§ **Task objective**
Rewrite the part of the listing that opens with the line containing "Args: query, the phrase to segment: dark" and closes with the line containing "M260 193L262 196L262" as a numbered list, leaving out blank lines.

-=-=-=-=-

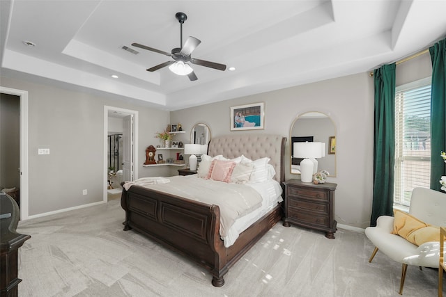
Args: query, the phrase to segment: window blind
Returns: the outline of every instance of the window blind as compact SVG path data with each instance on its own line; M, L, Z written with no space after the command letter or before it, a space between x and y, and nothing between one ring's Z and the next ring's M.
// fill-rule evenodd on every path
M429 187L431 78L397 88L394 203L410 204L412 190Z

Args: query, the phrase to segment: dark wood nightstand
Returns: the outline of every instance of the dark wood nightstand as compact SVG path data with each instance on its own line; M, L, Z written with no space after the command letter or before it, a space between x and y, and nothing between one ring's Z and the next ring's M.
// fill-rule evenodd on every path
M197 173L197 171L190 170L189 169L178 169L178 175L190 175L195 173Z
M284 226L290 223L324 231L334 239L337 222L334 220L334 190L337 184L314 184L289 179L285 185Z

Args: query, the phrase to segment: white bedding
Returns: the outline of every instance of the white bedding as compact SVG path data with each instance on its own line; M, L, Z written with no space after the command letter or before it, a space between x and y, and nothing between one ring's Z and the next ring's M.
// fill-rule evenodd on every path
M149 183L144 180L144 183L129 184L128 188L136 184L206 204L219 205L220 236L226 248L234 243L241 232L283 200L281 196L282 187L273 179L243 185L204 179L198 177L198 175L174 176L163 179L169 179L171 182L154 184L152 181ZM219 191L222 189L224 191ZM229 198L232 202L227 198L229 191L231 193ZM226 198L222 200L223 202L217 203L218 196L221 196L220 199L223 197L221 193L226 193L224 197ZM225 209L228 211L224 214Z
M260 193L262 196L262 206L236 220L228 231L228 235L222 237L224 246L226 248L232 246L236 242L240 233L272 209L277 205L277 203L280 203L284 200L282 198L282 187L274 179L262 183L247 184L247 186L252 187Z

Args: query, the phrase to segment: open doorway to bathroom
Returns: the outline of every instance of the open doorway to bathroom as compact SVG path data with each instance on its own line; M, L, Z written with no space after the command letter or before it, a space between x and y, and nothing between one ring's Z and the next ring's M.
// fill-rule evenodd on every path
M124 181L137 178L138 112L105 106L104 200L121 198Z
M20 186L18 188L18 191L16 191L14 194L15 195L15 199L19 200L19 203L20 205L20 219L25 220L28 218L29 214L29 201L28 201L28 194L29 194L29 185L28 185L28 91L23 90L17 90L13 89L6 87L0 86L0 94L3 95L12 95L15 96L15 99L17 99L20 102L19 105L19 113L20 113L20 118L16 119L20 121L20 128L18 133L20 134L20 147L17 147L17 145L14 147L14 150L19 150L20 154L20 161L19 161L19 168L17 166L17 161L15 161L13 165L11 165L10 168L8 170L10 170L11 172L15 172L15 174L17 174L20 176ZM4 107L4 106L3 106ZM17 111L15 111L17 113ZM14 116L15 118L15 115ZM5 118L2 116L2 118ZM9 130L10 127L10 123L2 123L1 125L1 127L4 127L6 130ZM3 133L3 132L2 132ZM9 133L9 131L8 131ZM17 133L17 130L14 133ZM9 138L9 136L6 136ZM15 141L17 141L17 140ZM1 147L3 146L8 146L10 145L10 140L1 140L0 145ZM4 150L2 148L0 148L0 150L2 151L1 154L4 154L8 152L8 150ZM8 156L6 158L11 157L10 155L8 154ZM15 160L17 160L15 159ZM3 162L1 163L1 166L0 167L3 168L6 166L6 163ZM17 170L18 169L18 170ZM0 173L3 175L3 173ZM9 175L9 172L8 173ZM4 184L3 184L4 182ZM10 186L10 184L14 184L13 186ZM13 187L17 188L17 180L15 179L14 182L10 182L10 181L6 182L5 179L1 178L1 182L0 183L0 186L3 188L12 188Z

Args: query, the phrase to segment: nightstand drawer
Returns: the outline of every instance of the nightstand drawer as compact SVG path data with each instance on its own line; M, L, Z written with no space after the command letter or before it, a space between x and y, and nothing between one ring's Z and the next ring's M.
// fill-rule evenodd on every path
M334 239L334 190L336 184L314 184L289 179L285 186L284 226L291 224L325 231L325 237Z
M289 217L293 220L298 220L305 224L318 225L321 227L328 225L328 216L316 216L314 213L291 209L289 211Z
M328 213L328 204L315 203L311 201L301 200L298 199L290 199L288 200L288 206L291 208L299 208L300 211L316 211L321 214Z
M295 196L312 199L314 200L328 201L328 193L327 191L318 189L307 189L290 186L288 188L289 196Z

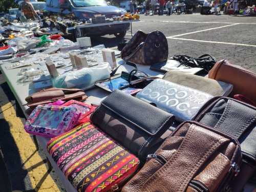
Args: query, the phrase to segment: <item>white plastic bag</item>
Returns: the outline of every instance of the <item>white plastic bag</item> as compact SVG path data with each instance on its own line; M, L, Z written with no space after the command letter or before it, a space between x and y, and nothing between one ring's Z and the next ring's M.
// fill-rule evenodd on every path
M96 81L110 78L111 67L108 62L66 72L52 79L53 87L58 88L92 88Z

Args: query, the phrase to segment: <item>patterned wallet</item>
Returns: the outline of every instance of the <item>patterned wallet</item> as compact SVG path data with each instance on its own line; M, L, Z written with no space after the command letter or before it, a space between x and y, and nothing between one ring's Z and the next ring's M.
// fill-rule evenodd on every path
M79 192L118 190L139 164L137 157L90 123L52 139L47 150Z
M54 137L73 129L80 113L74 107L38 105L25 123L25 131L31 134Z

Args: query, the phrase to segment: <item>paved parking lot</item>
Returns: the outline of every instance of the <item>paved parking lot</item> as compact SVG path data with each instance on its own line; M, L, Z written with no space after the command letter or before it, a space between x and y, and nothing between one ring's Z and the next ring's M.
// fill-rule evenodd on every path
M169 56L197 57L209 54L256 72L256 17L200 14L141 16L133 25L134 33L158 30L167 38ZM125 40L131 38L127 32ZM120 39L106 35L94 38L94 45L116 48ZM23 191L65 191L54 171L48 173L41 150L23 130L24 119L16 117L14 96L0 75L0 145L6 158L14 190Z
M185 54L199 56L209 54L217 59L226 58L233 63L256 72L256 17L198 14L171 16L141 16L141 22L133 24L138 30L162 31L168 39L169 56ZM131 38L127 32L127 40ZM118 40L106 35L96 39L109 47Z

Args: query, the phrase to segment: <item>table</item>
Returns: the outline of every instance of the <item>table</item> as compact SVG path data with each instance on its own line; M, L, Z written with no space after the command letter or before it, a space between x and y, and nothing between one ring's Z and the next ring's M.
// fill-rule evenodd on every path
M119 59L119 60L117 60L117 65L118 66L120 65L123 62L123 61L122 60ZM17 80L18 80L18 77L17 76L17 74L20 70L20 68L7 70L6 69L5 67L8 66L8 65L10 65L9 62L5 63L0 65L0 70L2 71L7 83L20 106L24 114L25 114L25 116L27 118L28 117L28 116L26 114L25 111L28 108L27 106L24 105L24 104L27 103L25 100L25 98L28 95L34 93L35 90L34 90L32 88L32 83L17 83ZM30 67L40 67L40 66L33 64L32 66ZM138 67L139 69L147 73L150 75L158 76L160 77L162 77L163 75L163 74L161 74L159 72L150 70L149 69L149 66L138 65ZM131 69L133 69L132 67L124 65L119 68L118 72L120 72L122 70L130 71ZM85 92L89 96L86 102L87 103L95 104L99 104L101 100L110 94L106 91L98 88L94 88L90 90L86 91ZM38 141L38 144L40 145L40 146L43 148L48 160L55 170L56 174L59 177L63 186L65 188L67 191L77 191L73 185L72 185L69 181L66 178L64 174L58 167L56 163L47 152L46 150L46 145L49 140L49 139L37 136L36 136L36 139Z
M132 23L134 22L139 22L140 20L122 20L119 22L113 22L110 23L104 23L101 24L84 24L79 25L75 27L68 28L67 30L71 30L75 29L76 31L77 36L76 37L81 37L82 36L81 30L83 28L90 28L90 27L101 27L101 26L106 26L113 25L118 25L118 24L130 24L131 26L131 33L132 36L133 36L133 27Z

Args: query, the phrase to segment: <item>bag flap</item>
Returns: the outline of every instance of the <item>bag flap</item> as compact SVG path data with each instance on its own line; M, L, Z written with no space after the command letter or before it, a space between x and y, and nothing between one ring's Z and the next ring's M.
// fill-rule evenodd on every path
M25 100L29 103L37 103L40 101L55 100L65 97L62 90L45 90L35 93L27 97Z
M168 129L174 117L171 114L120 91L115 91L101 102L91 117L93 123L96 111L105 109L152 136L157 134L163 127Z

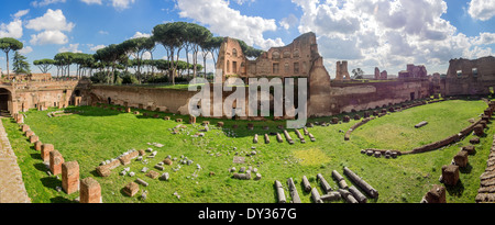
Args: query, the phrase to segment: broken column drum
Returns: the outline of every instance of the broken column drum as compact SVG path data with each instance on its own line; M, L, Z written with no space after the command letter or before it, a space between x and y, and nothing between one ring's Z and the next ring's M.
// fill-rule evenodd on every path
M321 173L317 175L317 179L320 180L321 188L324 190L326 193L332 191L332 188L330 187L330 184L328 184L327 180L323 178Z
M301 203L299 193L297 193L296 184L294 183L294 180L292 178L287 180L287 185L289 189L290 198L293 199L293 203Z
M378 191L376 191L372 185L366 183L362 178L355 175L352 170L344 167L344 175L346 175L354 183L356 183L362 190L364 190L371 198L378 198Z
M282 187L280 181L275 181L275 189L277 190L278 203L286 203L284 188Z

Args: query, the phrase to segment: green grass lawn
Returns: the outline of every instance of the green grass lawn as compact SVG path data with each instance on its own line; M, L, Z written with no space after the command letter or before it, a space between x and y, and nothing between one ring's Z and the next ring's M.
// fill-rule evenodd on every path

-=-=-=-=-

§ **Response**
1. Args: query, the phrase to segment: dark wood nightstand
2. Returns: the outline of every instance of the dark wood nightstand as compact SVG path data with each instance on its own line; M, L, Z written with no space after the command letter or before it, a space between x and y, and nothing between one ring's Z and the next ring's M.
3. // fill-rule evenodd on every path
4. M197 173L197 171L190 170L189 169L178 169L178 175L190 175L195 173Z
5. M284 226L290 223L324 231L334 239L337 222L334 220L334 190L337 184L314 184L289 179L285 185Z
6. Args: query, the phrase to segment: white bedding
7. Returns: the outline of every instance of the white bedding as compact SVG path data with each instance on its own line; M, L, Z written with no space after the command letter or before it, a space between x and y, and nothing between one ring's Z and the next ring's M.
8. // fill-rule evenodd on every path
9. M149 183L144 180L144 183L129 184L128 188L136 184L206 204L219 205L220 236L226 248L234 243L241 232L283 200L281 196L282 187L273 179L243 185L204 179L198 177L198 175L174 176L163 179L169 179L171 182L154 184L152 181ZM219 191L222 189L224 191ZM229 198L232 202L227 198L229 191L231 193ZM226 198L222 200L223 202L217 203L218 196L221 196L220 199L223 197L221 193L226 193L224 197ZM225 209L228 211L224 214Z
10. M260 193L262 196L262 206L236 220L228 231L228 235L222 237L224 246L226 248L232 246L236 242L240 233L272 209L277 205L277 203L280 203L284 200L282 198L282 187L274 179L262 183L247 184L247 186L252 187Z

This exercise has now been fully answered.